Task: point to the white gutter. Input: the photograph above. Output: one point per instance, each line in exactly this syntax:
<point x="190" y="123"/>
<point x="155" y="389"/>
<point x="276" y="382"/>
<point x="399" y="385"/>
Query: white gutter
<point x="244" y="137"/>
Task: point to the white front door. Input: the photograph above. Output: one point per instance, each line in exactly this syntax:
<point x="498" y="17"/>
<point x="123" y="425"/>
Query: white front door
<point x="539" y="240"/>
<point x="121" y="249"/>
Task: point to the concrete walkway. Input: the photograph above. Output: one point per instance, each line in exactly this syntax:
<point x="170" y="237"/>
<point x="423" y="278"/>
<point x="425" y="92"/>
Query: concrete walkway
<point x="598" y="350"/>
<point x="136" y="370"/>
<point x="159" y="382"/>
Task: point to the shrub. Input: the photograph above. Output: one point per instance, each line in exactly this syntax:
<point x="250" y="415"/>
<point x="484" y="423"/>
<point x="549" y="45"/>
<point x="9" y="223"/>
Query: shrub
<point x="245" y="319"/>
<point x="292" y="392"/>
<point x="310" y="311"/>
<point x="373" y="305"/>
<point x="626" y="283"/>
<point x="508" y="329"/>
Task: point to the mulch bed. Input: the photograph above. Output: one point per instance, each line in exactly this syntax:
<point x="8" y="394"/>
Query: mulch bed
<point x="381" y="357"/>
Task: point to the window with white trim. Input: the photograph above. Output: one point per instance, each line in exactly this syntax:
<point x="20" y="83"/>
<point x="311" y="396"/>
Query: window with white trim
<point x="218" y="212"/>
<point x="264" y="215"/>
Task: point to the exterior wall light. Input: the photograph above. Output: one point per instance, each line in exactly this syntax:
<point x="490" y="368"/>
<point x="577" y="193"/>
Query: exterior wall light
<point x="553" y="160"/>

◆ ◆ ◆

*Exercise aim*
Retype all the data. Nothing may be left out or altered.

*Reply to the task*
Task: point to the white gutter. Input: the photograph above. Output: one point per instance, each line in exactly this syntax:
<point x="190" y="123"/>
<point x="155" y="389"/>
<point x="276" y="382"/>
<point x="399" y="385"/>
Query: white gutter
<point x="244" y="137"/>
Task: point to the white front door. Input: the photograph above. Output: one point per instance, each line in exactly this syntax:
<point x="498" y="17"/>
<point x="123" y="425"/>
Query: white front door
<point x="539" y="240"/>
<point x="121" y="249"/>
Task: point to the concrete walkway. Input: the photograph above. Output: one point per instance, each line in exactly this syntax:
<point x="170" y="237"/>
<point x="423" y="278"/>
<point x="425" y="92"/>
Query: concrete walkway
<point x="598" y="350"/>
<point x="136" y="370"/>
<point x="159" y="382"/>
Task: point to the shrub. Input: the photograph above. Output: one point per instance, each line in exactly this syntax:
<point x="250" y="415"/>
<point x="484" y="423"/>
<point x="549" y="45"/>
<point x="9" y="223"/>
Query: shrub
<point x="245" y="319"/>
<point x="292" y="392"/>
<point x="310" y="311"/>
<point x="373" y="305"/>
<point x="626" y="283"/>
<point x="508" y="329"/>
Task: point to the mulch bed. Input: the photograph above. Output: one point per instance, each line in exactly this syntax:
<point x="8" y="394"/>
Query: mulch bed
<point x="381" y="357"/>
Task: point to the window with white trim. Input: the photograph above. Output: one point per instance, each line in exactly this syntax:
<point x="20" y="83"/>
<point x="311" y="396"/>
Query: window with white trim
<point x="218" y="212"/>
<point x="264" y="215"/>
Task: point to the exterior wall light. Input: the photograph above. Output: one point per instance, each line in exactly this syntax:
<point x="490" y="368"/>
<point x="577" y="193"/>
Query: exterior wall light
<point x="553" y="160"/>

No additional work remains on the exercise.